> **Supplied data**

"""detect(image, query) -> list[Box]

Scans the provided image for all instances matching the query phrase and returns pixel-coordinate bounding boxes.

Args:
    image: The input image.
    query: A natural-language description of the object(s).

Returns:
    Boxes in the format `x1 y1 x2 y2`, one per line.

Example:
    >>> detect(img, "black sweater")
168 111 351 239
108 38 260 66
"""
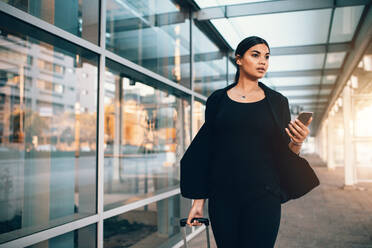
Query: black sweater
209 91 280 198
180 81 319 203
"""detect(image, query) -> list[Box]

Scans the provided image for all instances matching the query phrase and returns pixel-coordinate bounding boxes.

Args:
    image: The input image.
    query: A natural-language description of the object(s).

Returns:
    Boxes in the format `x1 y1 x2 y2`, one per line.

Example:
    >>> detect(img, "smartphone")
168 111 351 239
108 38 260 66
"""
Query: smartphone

> **Assignment**
Where does the word "smartphone" appear in the listing above? Copy every line that holds it.

> **Answer box**
    >>> detect(img, "smartphone")
Query: smartphone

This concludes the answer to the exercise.